Source passage:

************

Not surprisingly, the courses have broad appeal that reaches beyond ACS leadership. They are open to all ACS members and employees, as well as nonmembers. Four-hour facilitated leadership courses cost $150 for members and $300 for nonmembers. One-hour online leadership courses cost $25 for members and $50 for nonmembers.
Those who take the Leadership Development System courses build “cutting-edge leadership skills” they can use not just in their ACS roles, but also in their jobs, says Larry Krannich, who cochairs the ACS Leadership Advisory Board. The board oversees the Leadership Development System. “The ability to motivate others, coach and guide colleagues, work on a team, and strategically plan is indispensable to those who want to advance in their career,” he says.
Carol Duane, who also cochairs the Leadership Advisory Board, notes: “By adding these abilities to your technical skills, you can differentiate yourself from other professionals in this challenging job climate.”
In addition, numerous scientific societies are working to partner with ACS to gain access to the Leadership Development System courses. “No comparable system exists in the not-for-profit sector,” Krannich says.
ACS Leadership Development System courses are offered at ACS national, regional, and local section meetings and at the Leadership Institute, an annual invitation-only conference where ACS leaders convene to build skills to enable them to be successful within the society. This year’s institute, which was held in Dallas in January, drew more than 350 student and professional leaders. During the event, attendees celebrated 50 years of leadership development programming within ACS.
Separately, under Career Navigator’s Career Services banner, members benefit from another slate of offerings. Through this program, “ACS provides resources, timely and relevant information, mentoring, and advice to help members meet their individual goals at all stages of their careers,” says Rick Ewing, chair of the ACS Committee on Economic & Professional Affairs, which oversees Career Services.
Through its career fairs, which are held at ACS national meetings and also live online, job seekers can receive advice, attend workshops, submit applications, and schedule interviews with corporate recruiters.
Under another Career Services program, ACS members can seek help from one of more than 50 career consultants who have expertise in various areas of the chemical enterprise. As experienced, objective observers, “career consultants provide honest, constructive feedback about your résumé, interview style, and career plans,” says Lisa M. Balbes, who volunteers in the program. Career Services also sponsors job clubs, which meet online and over the phone to encourage job seekers and help them connect with each other as well as ACS staff members, career consultants, and other experts.

************

[Source data]
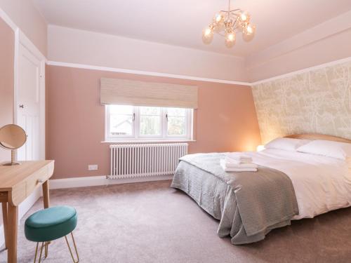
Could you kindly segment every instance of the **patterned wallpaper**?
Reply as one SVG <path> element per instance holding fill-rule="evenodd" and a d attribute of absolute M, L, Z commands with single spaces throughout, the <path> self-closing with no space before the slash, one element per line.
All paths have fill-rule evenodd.
<path fill-rule="evenodd" d="M 298 133 L 351 139 L 351 61 L 252 87 L 262 142 Z"/>

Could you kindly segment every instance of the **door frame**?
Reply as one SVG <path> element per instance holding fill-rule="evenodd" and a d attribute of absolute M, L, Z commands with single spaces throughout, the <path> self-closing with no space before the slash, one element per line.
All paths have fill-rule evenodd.
<path fill-rule="evenodd" d="M 39 65 L 39 159 L 46 157 L 46 108 L 45 108 L 45 65 L 46 58 L 19 29 L 15 30 L 15 80 L 13 89 L 13 123 L 18 123 L 18 88 L 19 88 L 19 52 L 20 45 L 23 46 L 38 60 Z"/>

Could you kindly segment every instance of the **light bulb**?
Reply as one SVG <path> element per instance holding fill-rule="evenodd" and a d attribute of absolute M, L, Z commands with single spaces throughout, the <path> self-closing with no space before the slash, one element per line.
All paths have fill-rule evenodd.
<path fill-rule="evenodd" d="M 242 37 L 244 41 L 248 42 L 255 36 L 255 33 L 256 32 L 256 27 L 253 25 L 248 24 L 246 27 L 244 28 L 244 32 Z"/>
<path fill-rule="evenodd" d="M 252 34 L 254 33 L 254 31 L 255 31 L 254 25 L 249 24 L 246 26 L 245 32 L 247 34 Z"/>
<path fill-rule="evenodd" d="M 246 11 L 243 12 L 240 14 L 240 20 L 242 22 L 249 22 L 250 21 L 250 14 Z"/>
<path fill-rule="evenodd" d="M 225 46 L 227 48 L 232 48 L 235 45 L 235 33 L 234 32 L 225 34 Z"/>
<path fill-rule="evenodd" d="M 220 13 L 218 13 L 215 15 L 214 21 L 218 24 L 223 21 L 223 15 Z"/>
<path fill-rule="evenodd" d="M 211 27 L 206 27 L 202 30 L 202 41 L 209 44 L 213 39 L 213 29 Z"/>

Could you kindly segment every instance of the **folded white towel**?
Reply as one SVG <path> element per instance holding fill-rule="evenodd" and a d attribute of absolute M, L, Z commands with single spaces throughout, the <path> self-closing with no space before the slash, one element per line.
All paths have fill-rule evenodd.
<path fill-rule="evenodd" d="M 245 155 L 230 154 L 225 156 L 226 163 L 246 163 L 252 162 L 252 158 Z"/>
<path fill-rule="evenodd" d="M 225 163 L 220 160 L 220 166 L 223 168 L 225 172 L 257 172 L 257 168 L 230 168 L 225 166 Z M 223 160 L 224 161 L 224 160 Z"/>
<path fill-rule="evenodd" d="M 227 168 L 257 168 L 258 166 L 252 163 L 227 163 L 225 159 L 220 159 Z"/>

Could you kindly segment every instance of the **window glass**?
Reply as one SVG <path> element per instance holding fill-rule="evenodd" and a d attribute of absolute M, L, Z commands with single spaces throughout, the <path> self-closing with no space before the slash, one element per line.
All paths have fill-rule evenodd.
<path fill-rule="evenodd" d="M 167 134 L 168 135 L 185 135 L 185 109 L 167 109 Z"/>
<path fill-rule="evenodd" d="M 192 138 L 190 109 L 106 106 L 106 140 L 175 140 Z"/>
<path fill-rule="evenodd" d="M 161 108 L 140 107 L 140 135 L 161 135 Z"/>
<path fill-rule="evenodd" d="M 110 106 L 110 133 L 111 135 L 133 135 L 133 106 Z"/>

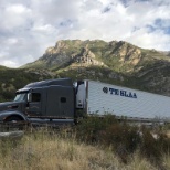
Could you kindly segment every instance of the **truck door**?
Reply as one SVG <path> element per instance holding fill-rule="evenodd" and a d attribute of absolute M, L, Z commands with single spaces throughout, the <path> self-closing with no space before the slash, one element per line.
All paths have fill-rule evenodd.
<path fill-rule="evenodd" d="M 31 98 L 29 102 L 28 114 L 30 116 L 42 116 L 42 104 L 43 104 L 43 89 L 35 88 L 31 92 Z"/>
<path fill-rule="evenodd" d="M 46 116 L 56 118 L 74 117 L 73 87 L 51 86 L 47 88 Z"/>

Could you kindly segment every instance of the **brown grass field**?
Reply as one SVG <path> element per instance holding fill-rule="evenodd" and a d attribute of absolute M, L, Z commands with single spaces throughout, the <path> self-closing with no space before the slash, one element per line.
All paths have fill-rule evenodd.
<path fill-rule="evenodd" d="M 26 131 L 18 139 L 0 140 L 0 170 L 160 170 L 138 150 L 124 163 L 111 146 L 87 145 L 75 134 L 46 129 Z M 170 156 L 161 156 L 161 169 L 170 169 Z"/>

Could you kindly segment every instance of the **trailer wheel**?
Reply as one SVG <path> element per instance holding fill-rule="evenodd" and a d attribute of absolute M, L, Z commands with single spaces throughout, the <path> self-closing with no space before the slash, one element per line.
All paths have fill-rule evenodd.
<path fill-rule="evenodd" d="M 23 130 L 24 121 L 19 116 L 10 116 L 4 120 L 7 129 L 9 130 Z"/>

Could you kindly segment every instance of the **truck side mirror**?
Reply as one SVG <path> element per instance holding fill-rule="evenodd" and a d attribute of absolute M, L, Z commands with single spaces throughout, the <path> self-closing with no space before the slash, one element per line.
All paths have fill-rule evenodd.
<path fill-rule="evenodd" d="M 28 102 L 29 103 L 32 102 L 32 94 L 31 93 L 28 94 Z"/>

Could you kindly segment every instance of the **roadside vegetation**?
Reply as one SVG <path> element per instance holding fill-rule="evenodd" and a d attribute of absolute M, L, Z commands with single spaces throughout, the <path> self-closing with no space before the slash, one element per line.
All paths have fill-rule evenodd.
<path fill-rule="evenodd" d="M 167 128 L 87 117 L 75 127 L 28 128 L 21 138 L 0 139 L 0 169 L 169 170 Z"/>

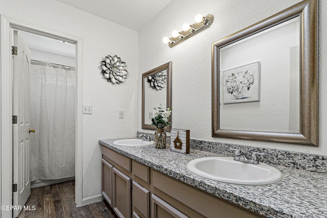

************

Directions for this task:
According to the passage on ACS leadership and career programs, how much does a one-hour online leadership course cost for nonmembers?

Completed task:
$50